=== Challenge ===
Read the boreout article below and decide whether each statement agrees with it. For each one, answer yes or no and quote the words from the article that settle it.
1. The study by Andrew Brodsky and Teresa Amabile appeared in the Journal of Applied Psychology.
2. The research found that involuntary idle time occurs in only a few professional categories.
3. The study names the slowdown before an expected post-task void the "idle effect."

Have You Heard of Boreout? When Work Is Too Little: The Other Side of Burnout
Boreout can be deceptive precisely because it doesn't seem like a 'serious' problem, but there's an emotional trap in being too comfortable.
The first time I came across this term was in a post by Adam Grant. He wrote something like: “Burnout is being overwhelmed by work. Boreout is being underutilized by it. Having too much to do is exhausting, but having too little is demoralizing. In idle time, motivation fades. Sustaining energy depends on balancing what is meaningful with what is manageable.”
Grant was referencing a study by Andrew Brodsky and Teresa Amabile, published in the Journal of Applied Psychology, which investigates “involuntary idle time” — when professionals have fewer tasks than necessary to fill their workday.
The research reveals this happens frequently across all professional categories. A striking data point: it’s estimated that employers in the U.S. spend about $100 billion annually paying salaries for unproductive hours. The impact is clear: when a post-task void is anticipated, pace slows, and delivery time increases. The study calls this the “deadtime effect.”

=== Data section ===
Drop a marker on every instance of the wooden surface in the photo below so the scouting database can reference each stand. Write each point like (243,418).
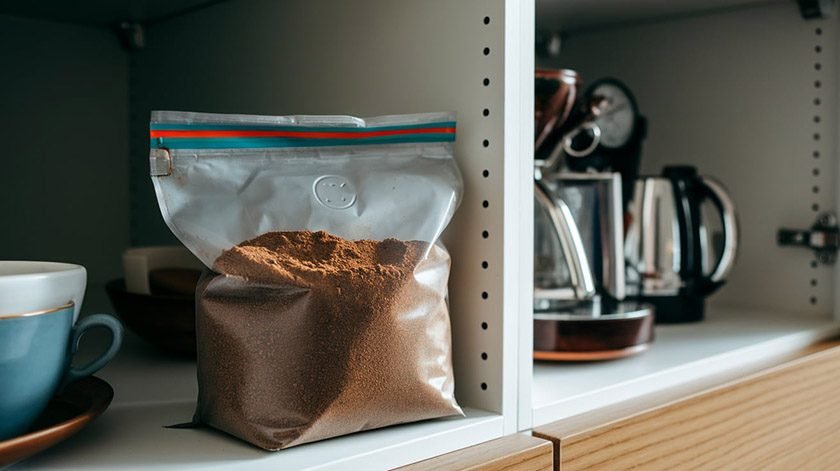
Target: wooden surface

=== Result ===
1. Yes: "published in the Journal of Applied Psychology"
2. No: "this happens frequently across all professional categories"
3. No: "The study calls this the “deadtime effect.”"